• Exercise goal
Give all of the data again exactly as written, omitting every image.

Stored data:
----

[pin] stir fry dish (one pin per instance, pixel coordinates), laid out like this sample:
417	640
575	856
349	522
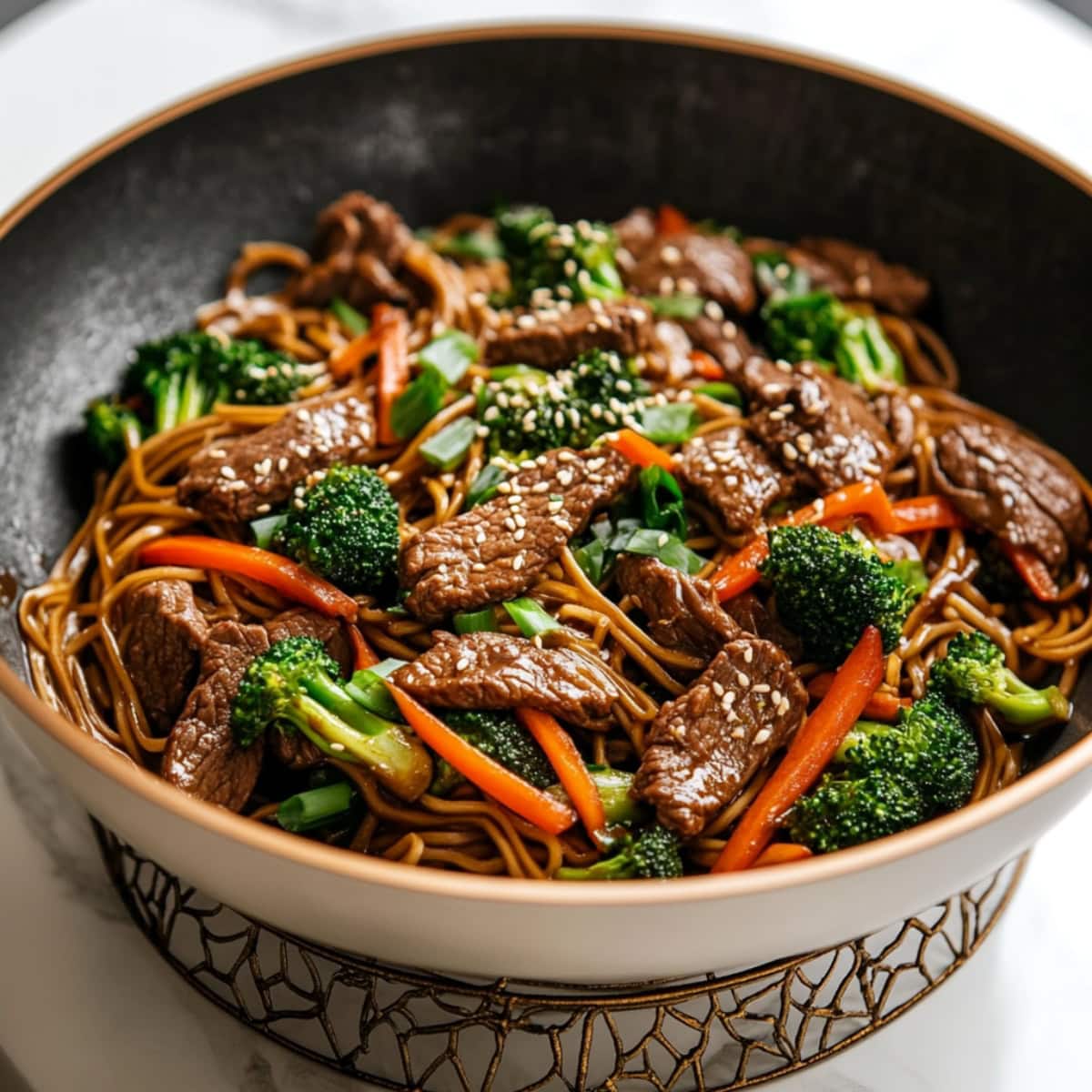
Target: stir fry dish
567	551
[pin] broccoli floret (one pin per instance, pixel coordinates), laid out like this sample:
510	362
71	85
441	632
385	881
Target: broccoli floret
496	733
183	377
295	686
347	531
571	261
531	412
819	327
831	587
844	812
889	778
931	743
973	670
112	429
652	854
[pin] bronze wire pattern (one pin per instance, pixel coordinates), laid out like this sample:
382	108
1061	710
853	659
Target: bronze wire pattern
414	1030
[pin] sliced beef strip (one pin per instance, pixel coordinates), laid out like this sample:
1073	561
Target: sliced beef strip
1009	484
896	415
495	671
733	475
724	339
682	612
201	756
554	338
713	267
894	288
240	480
164	649
707	743
753	616
498	550
820	427
359	247
636	233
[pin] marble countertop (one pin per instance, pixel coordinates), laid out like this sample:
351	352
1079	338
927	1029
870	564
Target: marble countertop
86	1003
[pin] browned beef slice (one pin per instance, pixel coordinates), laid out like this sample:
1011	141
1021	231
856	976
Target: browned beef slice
1010	485
636	233
498	550
360	245
820	272
733	475
682	611
713	267
722	339
495	671
240	480
707	743
898	418
894	288
164	647
819	426
201	756
753	616
554	338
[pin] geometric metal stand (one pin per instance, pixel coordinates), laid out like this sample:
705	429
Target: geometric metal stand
404	1029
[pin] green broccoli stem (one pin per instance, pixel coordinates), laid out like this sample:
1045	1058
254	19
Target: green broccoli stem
1022	704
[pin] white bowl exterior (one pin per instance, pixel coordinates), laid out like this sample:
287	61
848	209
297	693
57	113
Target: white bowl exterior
577	944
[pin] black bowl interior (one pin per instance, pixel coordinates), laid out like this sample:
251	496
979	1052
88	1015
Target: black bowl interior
591	125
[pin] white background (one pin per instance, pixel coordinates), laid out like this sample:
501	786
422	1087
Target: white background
85	1003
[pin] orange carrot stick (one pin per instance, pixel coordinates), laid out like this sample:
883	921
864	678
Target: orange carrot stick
1033	571
569	767
927	512
348	360
391	331
637	449
882	707
545	812
809	753
741	571
670	221
705	365
293	581
782	853
363	653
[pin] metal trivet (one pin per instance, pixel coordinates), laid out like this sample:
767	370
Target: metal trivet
414	1030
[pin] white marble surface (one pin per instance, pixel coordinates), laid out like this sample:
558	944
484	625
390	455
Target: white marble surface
86	1003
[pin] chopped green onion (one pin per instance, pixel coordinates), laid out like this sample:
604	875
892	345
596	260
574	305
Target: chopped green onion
316	807
266	529
680	306
721	391
664	546
349	317
419	403
450	354
535	376
592	560
674	423
476	622
531	617
662	501
479	245
449	447
484	487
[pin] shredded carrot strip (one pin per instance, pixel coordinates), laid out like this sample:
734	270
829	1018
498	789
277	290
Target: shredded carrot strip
808	753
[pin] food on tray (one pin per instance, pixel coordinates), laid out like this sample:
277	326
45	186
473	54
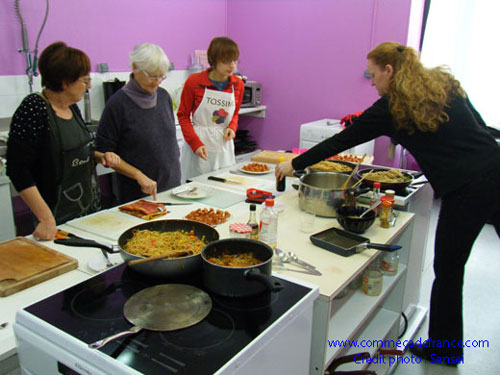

----

• Worked solution
[pin] stir fry dish (one pin per instance, pixel coordinates), laid out like this sample:
417	640
575	856
349	522
Target: stir fry dish
567	551
[pin] broccoli floret (one pin per instance, pixel coordinates), laid out like this sample:
510	362
71	85
441	632
385	881
Target: broccoli floret
496	733
183	377
295	686
347	531
571	261
531	412
819	327
831	587
844	812
889	778
931	743
973	670
112	429
652	854
[pin] bronze wire pattern (one pin per instance, pixel coordinates), laid out like this sample:
382	108
1061	710
853	659
Target: bronze wire pattern
414	1030
[pin] sliced beef strip (one pin per instance, pixel coordinates), laid out like this sample:
1073	561
Target: sliced beef strip
1009	484
896	415
495	671
733	475
724	339
682	612
201	756
554	338
713	267
894	288
240	480
164	649
707	743
753	616
498	550
820	427
359	247
636	233
[pin] marble countertop (one pin per instance, pixel coordinates), laid out like this sample:
351	352
1079	338
927	1029
870	564
Target: marble countertop
86	1003
[pin] browned beef slice (one pin per instance, pixel coordinates), laid out like this sample:
1011	141
1021	231
856	976
Target: browned beef slice
1010	485
636	233
498	550
360	245
820	272
733	475
682	611
713	267
722	339
495	671
240	480
707	743
898	418
894	288
164	647
819	426
201	756
753	616
554	338
[pin] geometric metal stand (one pin per instance, pixel coordinates), laid out like this sample:
705	429
Target: geometric metal stand
404	1029
[pin] green broccoli stem (one pin per instance, pixel coordinates), laid out like this sample:
1045	1058
254	19
Target: green broccoli stem
1022	704
[pin] white bowl exterior (one pin per instance, pixel coordinates), laid out like this sample:
287	61
848	209
297	693
57	113
Target: white bowl exterior
577	944
[pin] black bowl interior (one pin per instance, pixel coordinates), laid out like this sample:
251	496
979	1052
88	1015
Target: black bowl interior
591	125
[pin] white background (one pin per instance, pixel coordinates), laid out like this sample:
501	786
422	1087
Target: white background
85	1003
[pin] orange carrot stick (one pin per instance, pixel coordinates), laid out like this sample:
883	921
864	678
Target: orange carrot stick
1033	571
569	767
927	512
348	360
391	331
637	449
882	707
545	812
809	753
741	571
670	221
705	365
293	581
782	853
363	653
[pin] metal trivet (one pin per instance, pixel coordinates), laid out like this sample:
767	370
Target: metal trivet
414	1030
[pin] white marble surface (one pin per instance, pixel coordinates), laid out like this sample:
558	944
484	625
390	455
Target: white marble surface
86	1003
[pin] chopped green onion (one pin per instance, pixel coordinates), laid out like this sample:
604	875
892	345
596	260
574	305
Target: chopped green onion
316	807
266	529
680	306
721	391
664	546
349	317
419	403
450	354
535	376
592	560
674	423
476	622
531	617
662	501
479	245
449	447
484	487
[pin] shredded carrot strip (one pin per instance, pixel coordinates), laid out like this sample:
734	270
829	1018
498	789
277	290
Target: shredded carrot strip
808	753
[pin] food on tray (one pin per instance, pixel coordinates), laid out like this sample:
277	326
45	186
473	54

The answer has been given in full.